— begin DATA SHOWN —

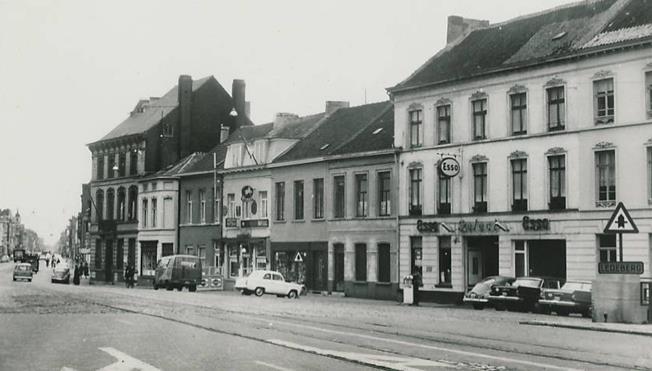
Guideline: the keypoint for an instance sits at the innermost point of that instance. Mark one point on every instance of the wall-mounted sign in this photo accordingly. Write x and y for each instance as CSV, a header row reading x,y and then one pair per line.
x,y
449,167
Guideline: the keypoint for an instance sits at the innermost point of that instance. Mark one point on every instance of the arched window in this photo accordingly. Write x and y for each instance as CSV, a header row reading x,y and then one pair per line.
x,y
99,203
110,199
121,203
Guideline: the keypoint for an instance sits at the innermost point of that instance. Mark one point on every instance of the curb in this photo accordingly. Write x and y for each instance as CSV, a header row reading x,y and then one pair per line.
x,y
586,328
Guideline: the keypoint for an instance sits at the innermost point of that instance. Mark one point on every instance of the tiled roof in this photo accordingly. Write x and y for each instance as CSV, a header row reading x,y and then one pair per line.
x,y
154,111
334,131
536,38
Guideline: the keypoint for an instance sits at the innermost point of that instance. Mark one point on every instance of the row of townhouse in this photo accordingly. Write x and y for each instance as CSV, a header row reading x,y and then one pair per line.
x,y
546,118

— end DATA SHOWN —

WHAT YOU ARE ASKED TO DO :: Reproduce every one of the rows above precisely as they appear, omitting the pictures.

TASK RESULT ::
Guideline: the keypoint for an instance sits at the innermost point of that instance. Mark one point on every instance of the wall-mounted sign in this photo accordingly. Write x and y for each instance as CSV, a header row reading x,y and then one pair per line.
x,y
449,167
Guideline: the keypoint for an instance sits at the innermost point of that instance. Mark one point on every instance of the arched window in this photo accordingly. Write x and y for each instance as CSV, a header row reading x,y and then one pair per line.
x,y
99,203
110,199
121,203
Guideline: the keypoint for an instance sits at the innermost point of that instance. Mark one point on every instance of the curb in this photo accordingly. Write x and y for each instance as CSV, a header row reading x,y and then one pair per line.
x,y
586,328
Guideline: the keypoint for an instance sits at the innermost point of that instance. Mark one point on every instance of the tiled roof in this photo accordingly. Write x and y for each instance as CSV, a header row reading x,y and then one pair per line.
x,y
154,111
334,131
536,38
Guideline: the keypoint for an instance sits at the innermost point of that instance. Mark one point on every instance of the row of townhouse in this photo accordingly. Write x and y for each instance as CSV, a header row reading x,y and then one pair per line.
x,y
546,118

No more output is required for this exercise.